→ **Your task**: Include in the output exactly the lines from the opening of the data through the line containing "box: [63, 208, 84, 225]", and nothing more.

(Stored data)
-------------------------
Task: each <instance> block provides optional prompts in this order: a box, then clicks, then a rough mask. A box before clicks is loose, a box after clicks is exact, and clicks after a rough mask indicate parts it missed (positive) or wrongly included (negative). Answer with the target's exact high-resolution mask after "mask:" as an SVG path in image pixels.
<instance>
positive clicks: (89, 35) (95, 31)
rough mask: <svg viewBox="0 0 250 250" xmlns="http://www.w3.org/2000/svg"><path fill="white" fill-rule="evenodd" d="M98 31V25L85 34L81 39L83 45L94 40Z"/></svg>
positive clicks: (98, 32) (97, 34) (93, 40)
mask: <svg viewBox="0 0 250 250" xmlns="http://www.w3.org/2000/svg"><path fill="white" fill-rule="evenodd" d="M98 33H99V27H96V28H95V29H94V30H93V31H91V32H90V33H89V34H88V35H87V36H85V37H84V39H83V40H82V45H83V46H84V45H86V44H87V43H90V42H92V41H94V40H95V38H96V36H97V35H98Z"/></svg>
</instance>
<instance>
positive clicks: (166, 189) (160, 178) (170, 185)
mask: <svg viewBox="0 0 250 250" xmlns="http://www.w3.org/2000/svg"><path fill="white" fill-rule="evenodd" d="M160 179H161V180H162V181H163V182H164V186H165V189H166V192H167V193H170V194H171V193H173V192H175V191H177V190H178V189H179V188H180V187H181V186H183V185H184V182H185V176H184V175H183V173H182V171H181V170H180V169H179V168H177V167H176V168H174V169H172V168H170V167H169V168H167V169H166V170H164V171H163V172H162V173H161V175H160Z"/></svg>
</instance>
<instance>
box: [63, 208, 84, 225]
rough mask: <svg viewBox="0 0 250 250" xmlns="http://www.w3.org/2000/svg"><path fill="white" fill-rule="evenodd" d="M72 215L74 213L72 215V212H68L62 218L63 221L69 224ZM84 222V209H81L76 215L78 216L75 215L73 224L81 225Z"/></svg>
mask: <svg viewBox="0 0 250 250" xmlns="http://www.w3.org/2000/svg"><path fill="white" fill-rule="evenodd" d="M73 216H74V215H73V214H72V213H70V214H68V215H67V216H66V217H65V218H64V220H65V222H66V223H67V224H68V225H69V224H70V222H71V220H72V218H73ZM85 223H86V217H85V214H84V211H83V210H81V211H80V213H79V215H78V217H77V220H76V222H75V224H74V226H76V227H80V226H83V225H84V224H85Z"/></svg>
-------------------------
→ **Completed exercise**:
Task: each <instance> block provides optional prompts in this order: a box, then clicks, then a rough mask. A box before clicks is loose, a box after clicks is exact, and clicks after a rough mask indicate parts it missed (positive) or wrongly included (negative). Answer with the target's exact high-resolution mask after "mask:" as an SVG path in image pixels.
<instance>
positive clicks: (89, 35) (95, 31)
rough mask: <svg viewBox="0 0 250 250" xmlns="http://www.w3.org/2000/svg"><path fill="white" fill-rule="evenodd" d="M98 31V25L85 34L81 39L83 45L94 40Z"/></svg>
positive clicks: (98, 32) (97, 34) (93, 40)
mask: <svg viewBox="0 0 250 250" xmlns="http://www.w3.org/2000/svg"><path fill="white" fill-rule="evenodd" d="M98 33H99V27H96V28H95V29H94V30H93V31H91V32H90V33H89V34H88V35H87V36H85V37H84V39H83V40H82V45H83V46H84V45H86V44H87V43H90V42H92V41H94V40H95V38H96V36H97V35H98Z"/></svg>
</instance>
<instance>
positive clicks: (166, 189) (160, 178) (170, 185)
mask: <svg viewBox="0 0 250 250" xmlns="http://www.w3.org/2000/svg"><path fill="white" fill-rule="evenodd" d="M160 179H161V180H162V181H163V182H164V186H165V189H166V192H167V193H170V194H171V193H173V192H175V191H177V190H178V189H179V188H180V187H181V186H183V185H184V182H185V176H184V175H183V173H182V171H181V170H180V169H179V168H177V167H176V168H174V169H172V168H170V167H169V168H167V169H166V170H164V171H163V172H162V173H161V175H160Z"/></svg>
</instance>
<instance>
box: [63, 208, 84, 225]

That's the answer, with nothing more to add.